# Problem details
Reproduce all of the records below word for word, omitting the pictures.

-- begin --

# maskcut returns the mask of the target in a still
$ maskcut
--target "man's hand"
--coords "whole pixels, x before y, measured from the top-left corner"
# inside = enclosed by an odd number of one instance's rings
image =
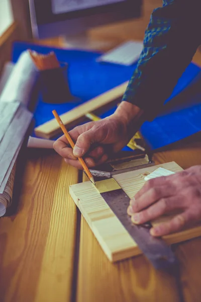
[[[201,166],[148,181],[131,199],[128,213],[141,224],[175,210],[180,213],[152,228],[151,234],[167,235],[201,220]]]
[[[75,143],[73,150],[64,135],[56,141],[54,148],[67,164],[78,169],[82,167],[78,157],[84,157],[89,167],[99,165],[107,160],[110,154],[120,151],[127,144],[142,124],[142,115],[140,108],[123,102],[112,115],[69,131]]]

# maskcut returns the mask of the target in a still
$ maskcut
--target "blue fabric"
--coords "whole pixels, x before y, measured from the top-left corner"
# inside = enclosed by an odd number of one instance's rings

-- end --

# Output of the exercise
# maskcut returns the mask of the target in a still
$ maskcut
--target "man's hand"
--coords "whole pixels, x before y, measured from the top-left corner"
# inside = enclosed by an odd number of one instance's rings
image =
[[[201,166],[148,181],[131,199],[128,213],[141,224],[175,210],[180,213],[152,228],[151,234],[167,235],[201,220]]]
[[[75,143],[73,150],[64,135],[56,141],[54,148],[67,164],[78,169],[82,167],[78,157],[84,157],[89,167],[99,165],[107,160],[110,154],[120,151],[127,144],[142,124],[142,115],[140,108],[123,102],[112,115],[69,131]]]

# maskcut returns the mask of the target in a still
$ maskcut
--target "blue fabric"
--coords "whole pixels, x before y, measured from the top-left corner"
# inside = enclosed by an odd number of one instance's rings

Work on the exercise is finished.